One of the more frustrating things about getting older is that our bodies just don’t feel the same as they once did. We’re less limber. We feel aches and pains we didn’t have before. Simple tasks — such as opening a jar — can seem more difficult. Our backs, knees and hips remind us that we’re just not kids anymore.
Some of this results from the basic wear and tear of life. But the truth is, no matter who you are or how you’ve lived, as you age you’re going to lose some bone density, muscle tissue and cartilage. It’s normal.
The good news: You do have some control over how quickly and dramatically these changes occur. Research shows that exercise — particularly weight-bearing exercise — can slow the deterioration of muscles, joints and bones and help you maintain strength, balance and flexibility. This, in turn, helps to prevent falls and injuries. Most importantly, it will help you feel better and contribute to a higher quality of life.
All the Right Moves
The National Institutes of Health/National Institute of Arthritis and Musculoskeletal and Skin Disease (NIH/NIAMS) recommends weight-bearing exercise for anyone wishing to improve bone health, particularly those who have developed osteoporosis.
Weight-bearing exercises don’t only include moves that require using weights — the term refers to the type of exercise that forces you to work against gravity, using your legs and feet to carry the weight of your body. Examples of weight-bearing exercise include weight-training, walking, hiking, jogging, climbing stairs, playing tennis and dancing.
Non-weight-bearing exercises are those in which the body’s weight is artificially supported, such as swimming and stationary cycling. These are great for building and maintaining muscles and provide cardiovascular benefits. They will not, however, help to improve bone health. A good exercise program can include both types of activities, but consult your healthcare team for the appropriate exercise plan to best meet your personal needs.
Tips from the NIH/NIAMS for beginning a program of weight-bearing exercise follow.
* Listen to your body. Some soreness and muscle pain is normal when you begin a new exercise routine, but extreme pain or pain that lasts more than 48 hours is not. Consult your provider if you experience pain to this degree or chest pain.
* If you have osteoporosis, which renders bones weak and brittle, consult your provider and an exercise specialist. They can develop an exercise program that is safe and appropriate to your condition.
* Do not rely solely upon exercise to prevent bone loss. A diet rich in calcium and vitamin D will also help to strengthen bones at any age.
If you are not accustomed to regular physical activity, here are ways to get motivated.
* Choose an exercise that you enjoy. Not everyone likes to run or hit the gym. If taking a long walk in the morning or after dinner seems more appealing, fine.
* Choose an activity that fits your lifestyle. If you like tennis but don’t live or work near any tennis courts, it’s unlikely you’ll be able to make this a regular activity. Consider taking a yoga class at your community center if that’s more convenient.
* Start small, and build at your own pace. Every step counts. Do what you can, when you can, until you’ve built a routine.

▶ [MATERIAL SHOWN]:
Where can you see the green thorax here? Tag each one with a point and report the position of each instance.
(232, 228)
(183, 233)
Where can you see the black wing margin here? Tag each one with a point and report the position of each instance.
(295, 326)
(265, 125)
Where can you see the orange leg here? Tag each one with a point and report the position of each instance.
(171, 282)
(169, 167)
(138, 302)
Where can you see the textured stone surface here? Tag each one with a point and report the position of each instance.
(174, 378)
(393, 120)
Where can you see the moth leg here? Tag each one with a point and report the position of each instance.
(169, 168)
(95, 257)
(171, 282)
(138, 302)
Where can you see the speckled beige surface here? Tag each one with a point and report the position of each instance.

▶ [WHAT YOU NEED TO DO]:
Copy out the part of the article on exercise and aging above, starting with "Some of this" and going on through "cartilage. It’s normal.".

▶ [WRITTEN RESPONSE]:
Some of this results from the basic wear and tear of life. But the truth is, no matter who you are or how you’ve lived, as you age you’re going to lose some bone density, muscle tissue and cartilage. It’s normal.